#### Werkinstructie 1
Zet de alinea uit het paginafragment die begint met "De verdeling van LDL-c-waarden" om in een beknopte opsomming met de belangrijkste feiten.
#### Werkinstructie 2
Beantwoord de volgende vragen over het paginafragment:
(a) Vanaf welk moment zou de LDL-c-concentratie personen met FH al kunnen identificeren?
(b) Wat zou volgens de studie moeten volgen op een initiële screening op basis van de LDL-c-waarde?
(c) Welke therapieën worden genoemd om de aanbevolen LDL-c-streefwaarde te bereiken?

#### Paginafragment
━━━━━━━━━━
De verdeling van LDL-c-waarden naar leeftijd suggereerde dat de LDL-c-concentratie kan worden gebruikt om personen met FH al in het eerste levensjaar te identificeren. De auteurs zijn echter van mening dat de LDL-c-afkapwaarden die momenteel worden gebruikt voor verschillende klinische criteria moeten worden aangepast om te voorkomen dat potentiële diagnoses worden gemist bij personen <18 jaar. Hun “studie suggereert dat initiële screening op basis van de LDL-c-waarde gevolgd zou moeten worden door een genetische test (waar deze beschikbaar en toegankelijk is), om de diagnose van kinderen en adolescenten met een mild fenotype te ondersteunen”. Bovendien zullen kinderen en adolescenten met FH, als ze eenmaal zijn geïdentificeerd, “vaker gebruik moeten maken van en zich levenslang beter moeten houden aan hoogintensieve statine- of combinatietherapieën” om de aanbevolen LDL-c-streefwaarde te bereiken, net als volwassenen.
━━━━━━━━━━
#### Aangeleverde rijen

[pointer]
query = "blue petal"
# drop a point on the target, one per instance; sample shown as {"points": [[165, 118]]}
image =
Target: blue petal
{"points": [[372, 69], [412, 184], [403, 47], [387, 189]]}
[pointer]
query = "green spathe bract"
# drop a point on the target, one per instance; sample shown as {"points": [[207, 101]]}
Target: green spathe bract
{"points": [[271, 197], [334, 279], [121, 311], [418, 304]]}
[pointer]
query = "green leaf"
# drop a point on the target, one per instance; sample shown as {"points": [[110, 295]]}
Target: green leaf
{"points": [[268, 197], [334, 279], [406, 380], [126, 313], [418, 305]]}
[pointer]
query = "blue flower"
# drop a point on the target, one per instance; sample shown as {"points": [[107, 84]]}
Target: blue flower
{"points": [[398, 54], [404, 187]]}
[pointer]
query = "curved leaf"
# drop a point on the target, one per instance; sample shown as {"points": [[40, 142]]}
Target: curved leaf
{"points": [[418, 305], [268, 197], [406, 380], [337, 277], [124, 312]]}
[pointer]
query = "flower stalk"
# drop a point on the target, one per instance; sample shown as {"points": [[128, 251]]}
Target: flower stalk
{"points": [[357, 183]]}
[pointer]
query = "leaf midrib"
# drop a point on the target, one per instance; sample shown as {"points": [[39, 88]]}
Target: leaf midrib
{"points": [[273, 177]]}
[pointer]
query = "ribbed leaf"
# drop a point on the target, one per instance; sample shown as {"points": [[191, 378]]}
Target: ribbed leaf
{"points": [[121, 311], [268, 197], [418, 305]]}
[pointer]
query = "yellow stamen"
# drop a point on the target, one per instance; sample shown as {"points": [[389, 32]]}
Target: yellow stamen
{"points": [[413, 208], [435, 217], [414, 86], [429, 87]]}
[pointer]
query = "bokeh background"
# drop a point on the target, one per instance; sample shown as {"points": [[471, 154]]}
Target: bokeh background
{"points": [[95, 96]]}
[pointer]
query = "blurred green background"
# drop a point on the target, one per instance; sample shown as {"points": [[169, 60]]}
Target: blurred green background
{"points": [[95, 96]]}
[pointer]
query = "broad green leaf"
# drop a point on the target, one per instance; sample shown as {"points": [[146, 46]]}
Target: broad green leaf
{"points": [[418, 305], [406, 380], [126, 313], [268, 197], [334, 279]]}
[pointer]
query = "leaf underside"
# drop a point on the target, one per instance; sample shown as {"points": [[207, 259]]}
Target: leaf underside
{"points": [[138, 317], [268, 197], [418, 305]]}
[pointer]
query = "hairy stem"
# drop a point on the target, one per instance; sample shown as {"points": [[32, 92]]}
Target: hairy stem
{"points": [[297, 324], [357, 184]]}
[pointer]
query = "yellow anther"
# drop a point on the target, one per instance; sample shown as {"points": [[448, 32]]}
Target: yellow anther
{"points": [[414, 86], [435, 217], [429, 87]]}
━━━━━━━━━━
#### Eindantwoord 1
- Volgens de verdeling van LDL-c-waarden naar leeftijd zou de LDL-c-concentratie personen met FH al in het eerste levensjaar kunnen identificeren.
- De auteurs vinden dat de huidige LDL-c-afkapwaarden van verschillende klinische criteria aangepast moeten worden, zodat er bij personen jonger dan 18 jaar geen diagnoses worden gemist.
- Volgens de studie moet een initiële screening op basis van LDL-c gevolgd worden door een genetische test, waar die beschikbaar en toegankelijk is. Die test ondersteunt de diagnose bij kinderen en adolescenten met een mild fenotype.
- Kinderen en adolescenten bij wie FH is vastgesteld, moeten net als volwassenen vaker en levenslang trouwer hoogintensieve statine- of combinatietherapieën gebruiken om de aanbevolen LDL-c-streefwaarde te bereiken.

#### Eindantwoord 2
(a) Al in het eerste levensjaar.
(b) Een genetische test, waar deze beschikbaar en toegankelijk is.
(c) Hoogintensieve statine- of combinatietherapieën.